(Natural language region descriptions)
• • •

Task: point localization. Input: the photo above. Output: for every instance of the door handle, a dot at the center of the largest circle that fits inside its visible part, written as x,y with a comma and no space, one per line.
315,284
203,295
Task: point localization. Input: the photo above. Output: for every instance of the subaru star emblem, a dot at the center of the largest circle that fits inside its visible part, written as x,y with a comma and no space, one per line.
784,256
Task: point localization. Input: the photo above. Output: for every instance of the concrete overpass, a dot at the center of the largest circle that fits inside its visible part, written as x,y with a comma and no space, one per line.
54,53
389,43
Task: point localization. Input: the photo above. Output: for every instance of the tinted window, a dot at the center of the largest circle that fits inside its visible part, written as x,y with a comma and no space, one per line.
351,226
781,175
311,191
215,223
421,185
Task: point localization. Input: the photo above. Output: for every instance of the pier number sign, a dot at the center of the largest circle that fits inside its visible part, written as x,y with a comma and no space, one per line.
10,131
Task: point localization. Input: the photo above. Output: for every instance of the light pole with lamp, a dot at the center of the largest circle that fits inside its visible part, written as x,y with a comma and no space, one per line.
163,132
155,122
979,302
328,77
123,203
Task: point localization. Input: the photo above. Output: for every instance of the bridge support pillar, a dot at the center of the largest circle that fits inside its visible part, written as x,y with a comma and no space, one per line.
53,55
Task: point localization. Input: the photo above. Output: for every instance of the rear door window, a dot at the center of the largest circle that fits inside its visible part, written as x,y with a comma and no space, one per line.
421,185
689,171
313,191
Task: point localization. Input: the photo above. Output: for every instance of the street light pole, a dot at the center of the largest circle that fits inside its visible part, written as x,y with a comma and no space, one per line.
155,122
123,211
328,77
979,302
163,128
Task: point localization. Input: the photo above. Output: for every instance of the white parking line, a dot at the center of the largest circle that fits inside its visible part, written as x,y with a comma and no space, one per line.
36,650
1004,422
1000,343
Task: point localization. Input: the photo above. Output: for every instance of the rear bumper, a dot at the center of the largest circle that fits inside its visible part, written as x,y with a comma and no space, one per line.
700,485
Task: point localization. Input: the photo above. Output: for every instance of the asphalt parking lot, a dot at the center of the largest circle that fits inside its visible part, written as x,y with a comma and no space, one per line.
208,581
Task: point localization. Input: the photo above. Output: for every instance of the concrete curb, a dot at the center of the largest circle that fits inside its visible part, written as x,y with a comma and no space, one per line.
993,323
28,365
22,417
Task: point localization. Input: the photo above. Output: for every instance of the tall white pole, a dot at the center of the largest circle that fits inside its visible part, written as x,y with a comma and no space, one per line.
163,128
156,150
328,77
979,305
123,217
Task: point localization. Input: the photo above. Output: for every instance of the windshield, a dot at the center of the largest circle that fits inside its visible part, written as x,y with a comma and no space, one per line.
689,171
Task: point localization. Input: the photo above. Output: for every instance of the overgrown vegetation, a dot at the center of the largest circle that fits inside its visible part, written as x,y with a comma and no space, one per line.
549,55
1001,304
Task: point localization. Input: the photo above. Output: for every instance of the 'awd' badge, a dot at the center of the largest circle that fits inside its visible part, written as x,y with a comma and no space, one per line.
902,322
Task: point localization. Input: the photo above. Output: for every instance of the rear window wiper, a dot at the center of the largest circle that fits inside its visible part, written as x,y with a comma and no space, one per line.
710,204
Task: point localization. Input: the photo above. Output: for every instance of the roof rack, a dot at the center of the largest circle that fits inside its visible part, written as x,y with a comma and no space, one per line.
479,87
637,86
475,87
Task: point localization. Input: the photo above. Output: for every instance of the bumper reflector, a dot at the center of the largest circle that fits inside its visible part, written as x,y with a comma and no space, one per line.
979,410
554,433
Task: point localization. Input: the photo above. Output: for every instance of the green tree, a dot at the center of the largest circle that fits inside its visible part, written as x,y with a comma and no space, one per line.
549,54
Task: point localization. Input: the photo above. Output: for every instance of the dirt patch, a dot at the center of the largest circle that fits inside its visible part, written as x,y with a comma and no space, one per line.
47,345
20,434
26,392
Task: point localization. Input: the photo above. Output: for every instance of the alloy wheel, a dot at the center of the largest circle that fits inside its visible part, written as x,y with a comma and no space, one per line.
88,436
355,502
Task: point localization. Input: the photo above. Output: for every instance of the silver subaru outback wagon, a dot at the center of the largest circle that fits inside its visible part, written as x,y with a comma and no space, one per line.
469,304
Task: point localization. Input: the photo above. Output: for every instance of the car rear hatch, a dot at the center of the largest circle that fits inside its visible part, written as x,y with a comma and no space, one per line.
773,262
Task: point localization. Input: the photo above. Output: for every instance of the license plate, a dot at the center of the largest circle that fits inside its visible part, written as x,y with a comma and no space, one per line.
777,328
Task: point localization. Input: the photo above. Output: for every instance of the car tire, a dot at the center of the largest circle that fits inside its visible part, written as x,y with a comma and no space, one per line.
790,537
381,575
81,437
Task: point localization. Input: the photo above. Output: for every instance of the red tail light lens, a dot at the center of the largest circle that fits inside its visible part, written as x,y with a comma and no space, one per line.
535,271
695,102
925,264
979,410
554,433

• • •

**Work instructions:**
Reproduce the entries exactly. Every word has to stay the same.

**Response to this exercise:**
Task: point localization. Input: the photo above. Output: for every instance of the door handle, a dot at the center of the largest circle that fits inside its visible part, written as x,y with a comma and no space, one per line.
315,284
203,295
Task: point localization. Input: the photo above. Output: for every instance of the subaru star emblem, a dot at the center of the largest circle that fits inside its visible part, written as x,y with a comma and no space, one per line.
784,256
Task: point localization. Input: the photo above. Output: for every instance of the concrete overpass, a dot at the center of the largest circle that fits inside its visible part, written as x,y with a comma and no space, one per line.
54,53
389,43
Task: point localization. Input: the photo above. Output: for every instance of the tinted window, a dot at the center of the largest circle that fits inside its visible part, written as x,y with a comma and no space, one per line.
351,226
781,175
311,191
215,223
421,185
Task: point localization. Input: the photo above. Output: for every instance of the pier number sign, a dot at the center of the largest circle that fits inside its visible part, written as x,y with a comma and no space, one per line.
10,131
Task: point localization. Input: the photo above. Output: for every instance of the light pole with lamp, a dot at the center of the largest circle that fits inside its visible part, written as x,y with a comma and no space, one per line.
163,132
155,122
979,302
328,77
123,203
Task: point localization. Input: the photo above. Output: for every instance of the bridge support pillar, a dot at the center of the largest circle that fits inside its visible part, written as x,y with a comma and no space, one per line.
53,55
Task: point localization. Input: the photo above. Output: for every instance of the rear door window, a dot at the center of the largest circle that fits inside its visible part, written as x,y with a comma and no space, one per line.
421,185
689,171
313,191
Task: point localization. Input: the photo above. Output: for every instance of the street light pole, a dot at the center of the largest circle that fits inside its visible part, written as x,y with a comma and no space, one per line.
155,122
123,211
328,77
979,302
163,128
Task: point localization. Input: the photo above. Output: for every instance of the white parking line, a dot at the center of the largest circle that fits inside its visible part, written as x,y with a comma and no space, one per line.
36,650
1004,422
1000,343
Task: point localization. Input: the photo above. Output: for every instance of the rear bumper, a dot at the center of the largest circle that fits inside its visible part, written as x,y with a comma and no space, one per line.
700,485
Task: point localization. Input: the photo above. Output: for every instance of the asphalt parking lot, a dot at the center of the largest circle that fits inside its visible part, written as x,y with a comma and no space, one per line.
208,581
Task: point localization. Input: the photo above. Output: for every instance of the concrete curb, a dot at the center of the largest circle that fits inside its visible part, written as x,y with a comma and no space, one per line.
993,323
28,365
22,417
Task: point localization. Input: the photo above. Output: for every instance of the tall white pole, a dot at the center of the largest circle that fits inside its visible part, written as x,y with a comma and no space, one per line.
163,128
156,150
328,77
979,305
123,217
Task: point localization. Input: the photo above. Output: for every instance of the windshield, a dot at the center of the largest circle that fits inside its visible part, written as x,y with a comma and no space, one per line.
689,171
Task: point localization. Input: the photo above. Output: for every instance of the overgrown vegetation, a dot at the center of the largest circle that fits inside its visible part, written as x,y with a comma and no space, one per line.
549,55
1001,304
Task: point localization. Input: the photo above. Output: for every instance of the 'awd' badge, a dot at the center of the largest circle that fits inside its visible part, written as x,y with a comma and no space, one per line.
902,322
Task: point localization. Input: the photo above. Output: for every instance of the rear window wiper, a dot at the center of the largest circle that fits inside its visible part, written as x,y with a comma and no space, one per line.
710,204
Task: point localization. Input: the photo above. Output: for every instance of the roof rack, a dot at the center of the largest circle that fits inside its visible part, written as x,y with a comma and no space, one per line.
479,87
637,86
475,87
Task: point localization. Input: the photo above. Output: for every instance of the bumper reflector, a dot at the center of the largest circle that fits inside its visible part, written as x,y with a comma and no space, one per line.
979,410
554,433
Task: point localization. Input: the photo above. Output: for every instance of the green tree, a dot at the center of the largest circle that fits inside its visible part, written as x,y with a comma and no space, one per line.
549,54
Task: point localization. Input: the photo above. Output: for every instance of the dirt patch, a dot at the center of the largest circle that fits inside its visible part, written as x,y with a comma and no space, one per line.
47,345
20,434
26,392
Task: point localization. Input: the photo above. Output: for every instance of the alloy wheel, a dot at the center of the largest circle that fits inside its visible part, written as x,y with a comma and no space, one per line.
88,436
355,502
Task: point localization. Input: the photo above. Output: for every instance of the silver subaru outback wagon, a dot at the center of the largest circle that fits inside its visible part, written as x,y with a comma and no space, one per line.
469,304
Task: point localization. Input: the photo above. Output: for every instance of the car rear hatch, a dot at the center of the largest circle that fits inside its visible part, written as x,y with a comma and no space, one per line.
773,262
Task: point localization. Input: the photo above. Output: for every instance of the license plate, a dot at the center of the largest circle that fits inside its visible part, written as x,y with a comma and no space, one per line.
777,328
Task: point localization. Input: the photo above. Output: for every instance of the car tire, a dot at the center of the largest circle that fits inside its visible part, written as x,y with a comma and no space, one per line.
790,537
381,575
81,437
Task: point localization. Input: the photo above. Output: for every instance of the red tail light lens, a dot at the center of the largest circle that fits inside its visible part, written as x,y with a comma and no space, one per line.
535,271
695,102
925,264
979,410
554,433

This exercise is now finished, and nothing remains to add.